begin EXTRACTED ENTRIES

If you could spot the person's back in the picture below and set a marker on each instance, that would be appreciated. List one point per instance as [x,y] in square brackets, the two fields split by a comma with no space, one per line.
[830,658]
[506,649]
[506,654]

end EXTRACTED ENTRIES
begin EXTRACTED ENTRIES

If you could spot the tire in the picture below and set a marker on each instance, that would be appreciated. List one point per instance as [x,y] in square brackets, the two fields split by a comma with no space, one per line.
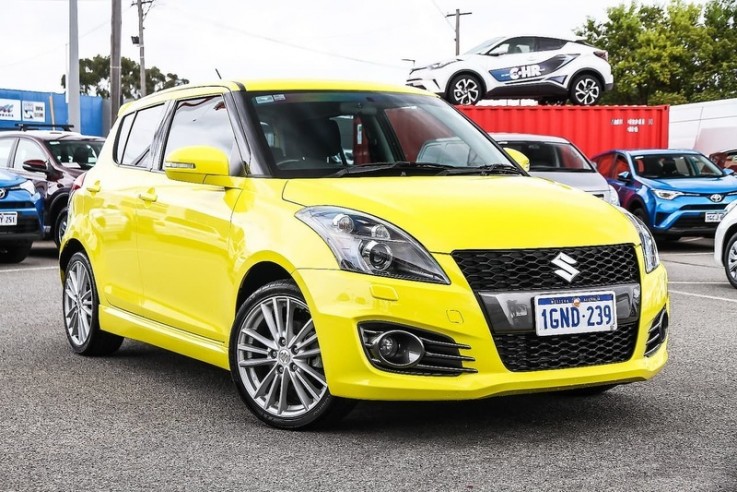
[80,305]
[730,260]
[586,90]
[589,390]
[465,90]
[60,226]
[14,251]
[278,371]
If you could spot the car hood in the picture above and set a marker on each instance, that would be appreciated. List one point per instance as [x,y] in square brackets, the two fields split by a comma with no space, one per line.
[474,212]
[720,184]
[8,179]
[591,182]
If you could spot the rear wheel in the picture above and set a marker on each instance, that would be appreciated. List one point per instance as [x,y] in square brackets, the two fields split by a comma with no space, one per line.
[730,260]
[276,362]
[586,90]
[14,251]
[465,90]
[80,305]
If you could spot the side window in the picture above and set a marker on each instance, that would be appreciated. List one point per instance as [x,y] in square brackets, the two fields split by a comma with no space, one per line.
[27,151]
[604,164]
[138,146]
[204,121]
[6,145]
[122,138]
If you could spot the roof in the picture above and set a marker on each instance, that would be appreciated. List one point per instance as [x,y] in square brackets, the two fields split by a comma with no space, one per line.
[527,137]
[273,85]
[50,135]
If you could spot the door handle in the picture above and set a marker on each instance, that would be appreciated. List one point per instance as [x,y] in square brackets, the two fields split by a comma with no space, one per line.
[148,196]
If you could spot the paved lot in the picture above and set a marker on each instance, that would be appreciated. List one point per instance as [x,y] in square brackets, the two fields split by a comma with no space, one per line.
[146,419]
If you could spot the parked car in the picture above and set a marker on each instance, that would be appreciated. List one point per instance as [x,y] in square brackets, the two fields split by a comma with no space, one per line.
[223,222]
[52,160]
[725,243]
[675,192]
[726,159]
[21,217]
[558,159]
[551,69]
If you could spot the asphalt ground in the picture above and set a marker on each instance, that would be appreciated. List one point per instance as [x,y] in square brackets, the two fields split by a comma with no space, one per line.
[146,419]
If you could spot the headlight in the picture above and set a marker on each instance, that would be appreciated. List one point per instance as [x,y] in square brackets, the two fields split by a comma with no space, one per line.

end EXTRACTED ENTRIES
begin EXTRACTED ENTRIES

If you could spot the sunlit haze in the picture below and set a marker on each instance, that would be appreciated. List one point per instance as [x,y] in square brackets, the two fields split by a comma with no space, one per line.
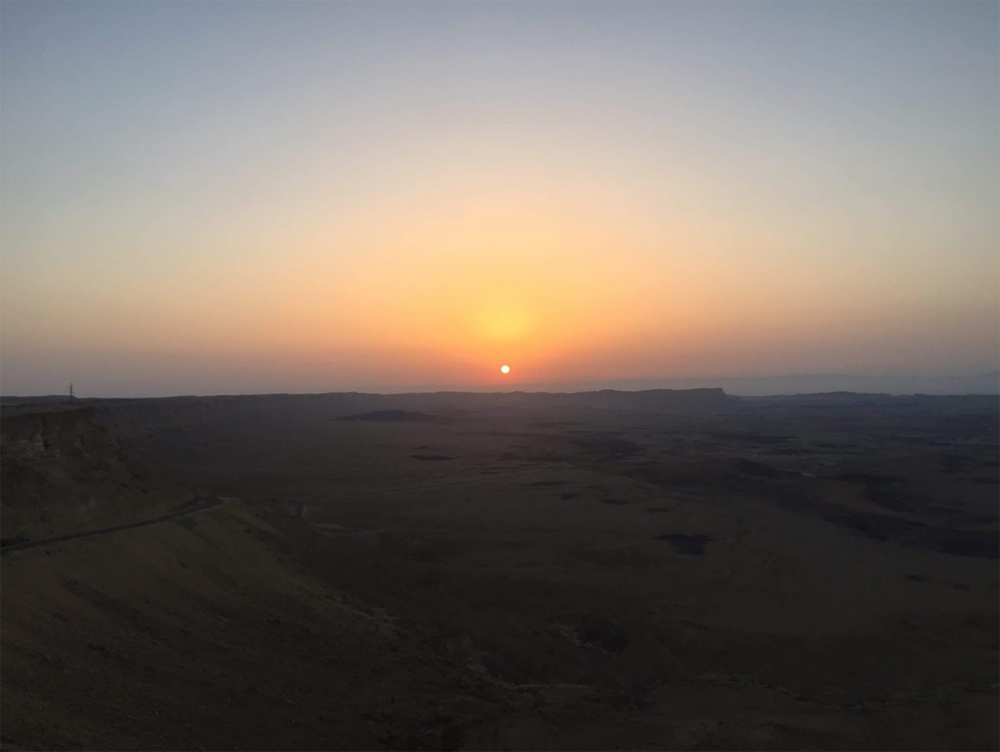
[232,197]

end EXTRACTED ENTRIES

• WHAT IS EXPECTED: Count the lines of the material above that contain the string "below", treating uppercase and lowercase as distinct, and give only the number.

• TASK SOLUTION: 3